┌────────

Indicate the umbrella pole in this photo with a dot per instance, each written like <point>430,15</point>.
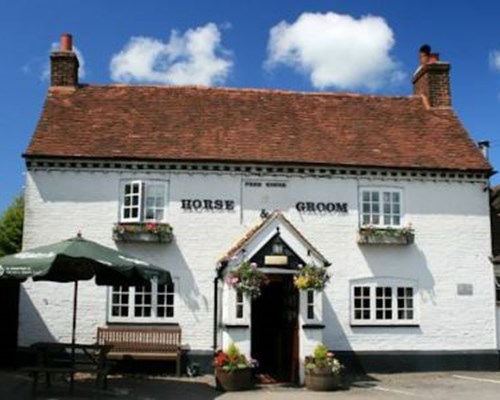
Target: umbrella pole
<point>73,333</point>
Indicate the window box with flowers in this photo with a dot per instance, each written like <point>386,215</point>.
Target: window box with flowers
<point>233,372</point>
<point>386,235</point>
<point>149,232</point>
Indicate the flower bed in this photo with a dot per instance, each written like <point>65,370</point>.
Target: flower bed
<point>323,371</point>
<point>397,236</point>
<point>233,372</point>
<point>142,232</point>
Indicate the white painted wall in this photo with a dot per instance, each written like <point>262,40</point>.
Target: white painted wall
<point>451,221</point>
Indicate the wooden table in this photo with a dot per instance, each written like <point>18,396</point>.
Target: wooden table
<point>64,358</point>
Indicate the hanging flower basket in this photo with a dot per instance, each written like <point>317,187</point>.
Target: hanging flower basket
<point>142,232</point>
<point>376,235</point>
<point>311,277</point>
<point>247,279</point>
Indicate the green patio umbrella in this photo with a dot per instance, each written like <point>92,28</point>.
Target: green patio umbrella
<point>78,259</point>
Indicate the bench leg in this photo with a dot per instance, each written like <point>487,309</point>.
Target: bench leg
<point>35,383</point>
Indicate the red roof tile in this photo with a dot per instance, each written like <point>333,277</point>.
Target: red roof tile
<point>246,125</point>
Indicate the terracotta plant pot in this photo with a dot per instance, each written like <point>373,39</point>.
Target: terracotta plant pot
<point>237,380</point>
<point>322,380</point>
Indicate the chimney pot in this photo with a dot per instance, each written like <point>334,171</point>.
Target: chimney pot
<point>64,64</point>
<point>66,42</point>
<point>484,146</point>
<point>432,79</point>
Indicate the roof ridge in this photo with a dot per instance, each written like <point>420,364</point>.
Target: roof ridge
<point>245,90</point>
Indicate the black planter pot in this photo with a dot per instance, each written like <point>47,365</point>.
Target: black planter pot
<point>240,379</point>
<point>317,380</point>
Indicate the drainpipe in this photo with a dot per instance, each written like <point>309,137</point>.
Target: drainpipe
<point>218,273</point>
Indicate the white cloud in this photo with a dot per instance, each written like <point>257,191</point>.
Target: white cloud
<point>45,75</point>
<point>336,50</point>
<point>195,57</point>
<point>495,60</point>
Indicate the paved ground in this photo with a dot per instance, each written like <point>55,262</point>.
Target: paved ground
<point>446,386</point>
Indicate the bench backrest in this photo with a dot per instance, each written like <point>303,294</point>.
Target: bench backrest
<point>131,340</point>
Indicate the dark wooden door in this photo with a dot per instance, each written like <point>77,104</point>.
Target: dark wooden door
<point>9,317</point>
<point>274,329</point>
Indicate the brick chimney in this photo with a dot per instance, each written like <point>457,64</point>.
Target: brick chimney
<point>432,79</point>
<point>64,64</point>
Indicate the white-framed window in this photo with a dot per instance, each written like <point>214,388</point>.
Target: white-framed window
<point>497,286</point>
<point>381,206</point>
<point>146,303</point>
<point>236,307</point>
<point>240,305</point>
<point>143,201</point>
<point>383,302</point>
<point>311,306</point>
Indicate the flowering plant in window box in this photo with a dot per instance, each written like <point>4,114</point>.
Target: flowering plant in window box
<point>232,369</point>
<point>323,371</point>
<point>247,279</point>
<point>371,234</point>
<point>142,232</point>
<point>311,277</point>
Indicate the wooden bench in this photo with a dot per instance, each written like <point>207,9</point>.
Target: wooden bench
<point>155,343</point>
<point>56,358</point>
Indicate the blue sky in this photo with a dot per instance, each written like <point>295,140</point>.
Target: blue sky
<point>227,43</point>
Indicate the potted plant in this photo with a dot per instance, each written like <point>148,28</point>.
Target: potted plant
<point>311,277</point>
<point>247,279</point>
<point>233,372</point>
<point>323,371</point>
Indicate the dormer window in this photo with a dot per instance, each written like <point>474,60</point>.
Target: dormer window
<point>143,201</point>
<point>381,207</point>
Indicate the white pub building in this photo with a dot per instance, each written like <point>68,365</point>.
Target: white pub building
<point>388,192</point>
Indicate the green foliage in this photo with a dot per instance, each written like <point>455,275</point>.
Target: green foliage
<point>320,352</point>
<point>248,279</point>
<point>231,360</point>
<point>323,361</point>
<point>11,227</point>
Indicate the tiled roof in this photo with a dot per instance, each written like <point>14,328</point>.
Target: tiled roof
<point>249,125</point>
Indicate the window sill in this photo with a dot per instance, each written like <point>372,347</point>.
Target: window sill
<point>313,326</point>
<point>385,325</point>
<point>236,326</point>
<point>143,321</point>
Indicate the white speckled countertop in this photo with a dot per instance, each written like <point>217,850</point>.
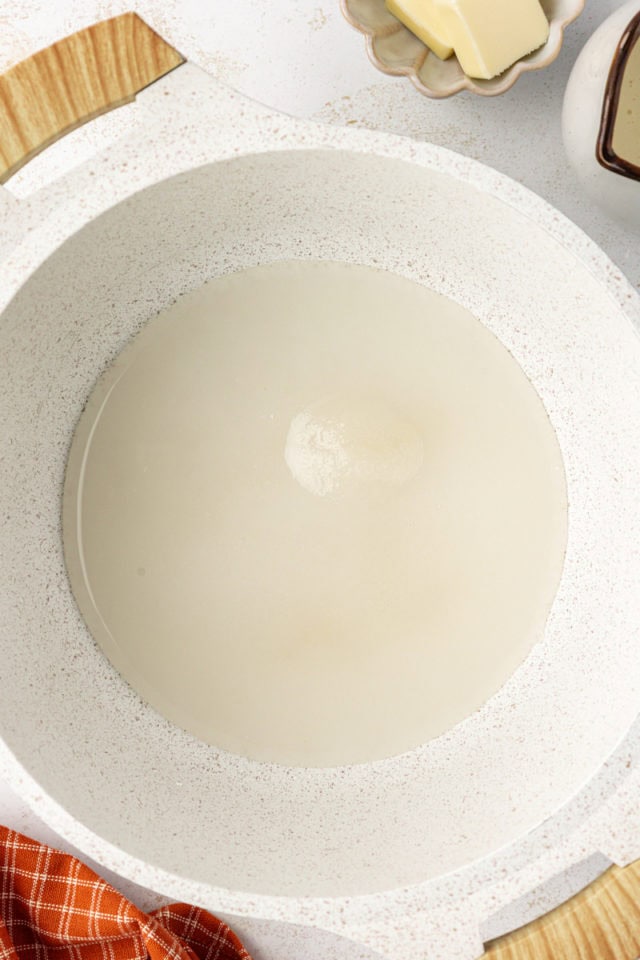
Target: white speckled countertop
<point>304,59</point>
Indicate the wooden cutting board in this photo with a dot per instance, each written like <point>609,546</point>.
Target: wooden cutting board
<point>106,65</point>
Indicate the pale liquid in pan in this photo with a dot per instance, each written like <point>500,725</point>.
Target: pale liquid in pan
<point>315,513</point>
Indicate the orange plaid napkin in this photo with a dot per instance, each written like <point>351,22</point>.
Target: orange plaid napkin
<point>53,907</point>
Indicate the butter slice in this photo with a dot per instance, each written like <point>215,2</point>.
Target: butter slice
<point>489,35</point>
<point>424,20</point>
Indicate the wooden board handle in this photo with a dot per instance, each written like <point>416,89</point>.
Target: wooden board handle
<point>74,80</point>
<point>600,923</point>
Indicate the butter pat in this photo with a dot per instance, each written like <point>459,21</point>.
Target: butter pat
<point>489,35</point>
<point>424,20</point>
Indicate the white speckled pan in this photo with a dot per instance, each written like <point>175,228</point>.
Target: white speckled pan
<point>408,855</point>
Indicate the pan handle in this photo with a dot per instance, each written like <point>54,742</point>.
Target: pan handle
<point>65,85</point>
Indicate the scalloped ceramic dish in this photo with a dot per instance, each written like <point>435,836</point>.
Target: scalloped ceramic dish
<point>393,49</point>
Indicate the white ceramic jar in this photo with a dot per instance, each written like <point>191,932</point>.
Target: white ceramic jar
<point>582,118</point>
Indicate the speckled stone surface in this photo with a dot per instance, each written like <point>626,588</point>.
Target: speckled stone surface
<point>413,854</point>
<point>450,916</point>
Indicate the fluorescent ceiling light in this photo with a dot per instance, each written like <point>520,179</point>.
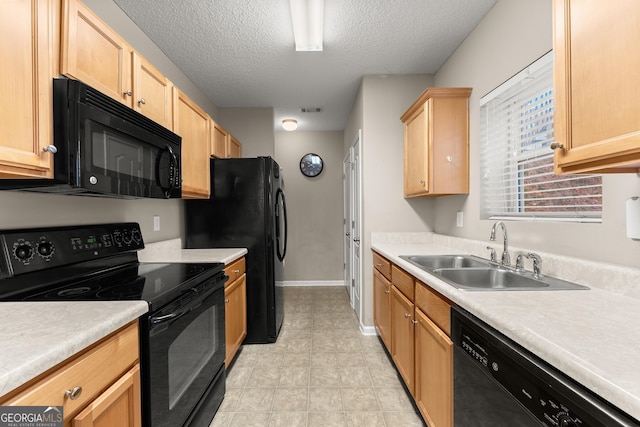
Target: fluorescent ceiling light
<point>308,19</point>
<point>290,124</point>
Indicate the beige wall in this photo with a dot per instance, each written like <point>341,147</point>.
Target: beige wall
<point>512,35</point>
<point>253,127</point>
<point>314,205</point>
<point>380,102</point>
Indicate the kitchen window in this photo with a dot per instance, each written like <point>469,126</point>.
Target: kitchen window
<point>516,163</point>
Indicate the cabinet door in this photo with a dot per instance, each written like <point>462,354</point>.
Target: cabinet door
<point>28,65</point>
<point>152,94</point>
<point>402,340</point>
<point>381,307</point>
<point>218,141</point>
<point>119,405</point>
<point>235,298</point>
<point>234,148</point>
<point>192,124</point>
<point>416,153</point>
<point>95,54</point>
<point>597,113</point>
<point>434,373</point>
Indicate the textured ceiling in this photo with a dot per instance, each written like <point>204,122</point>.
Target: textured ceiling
<point>241,53</point>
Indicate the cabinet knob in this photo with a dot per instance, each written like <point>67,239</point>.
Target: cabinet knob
<point>74,393</point>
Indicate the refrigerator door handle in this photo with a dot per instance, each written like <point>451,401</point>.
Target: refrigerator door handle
<point>281,225</point>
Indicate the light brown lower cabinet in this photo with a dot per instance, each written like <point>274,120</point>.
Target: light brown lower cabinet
<point>235,309</point>
<point>382,307</point>
<point>98,387</point>
<point>402,340</point>
<point>434,372</point>
<point>413,321</point>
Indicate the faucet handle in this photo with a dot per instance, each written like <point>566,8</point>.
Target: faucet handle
<point>537,264</point>
<point>493,255</point>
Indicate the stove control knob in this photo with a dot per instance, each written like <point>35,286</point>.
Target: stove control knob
<point>45,249</point>
<point>566,421</point>
<point>23,252</point>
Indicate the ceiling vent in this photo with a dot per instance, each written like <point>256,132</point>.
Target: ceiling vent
<point>310,109</point>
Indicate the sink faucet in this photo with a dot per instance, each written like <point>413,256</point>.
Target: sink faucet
<point>506,260</point>
<point>537,263</point>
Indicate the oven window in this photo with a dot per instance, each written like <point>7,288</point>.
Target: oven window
<point>190,352</point>
<point>122,156</point>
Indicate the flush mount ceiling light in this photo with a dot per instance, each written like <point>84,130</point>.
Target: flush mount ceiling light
<point>308,18</point>
<point>289,124</point>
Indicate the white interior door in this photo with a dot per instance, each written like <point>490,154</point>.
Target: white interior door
<point>346,182</point>
<point>356,223</point>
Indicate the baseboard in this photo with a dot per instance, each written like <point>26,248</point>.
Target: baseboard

└────────

TASK STATEMENT.
Find the lines of the listing above that hold "baseboard". Please copy them.

COMPLETED EXERCISE.
Indicate the baseboard in this photo with a dot per instance, each written like <point>26,248</point>.
Target: baseboard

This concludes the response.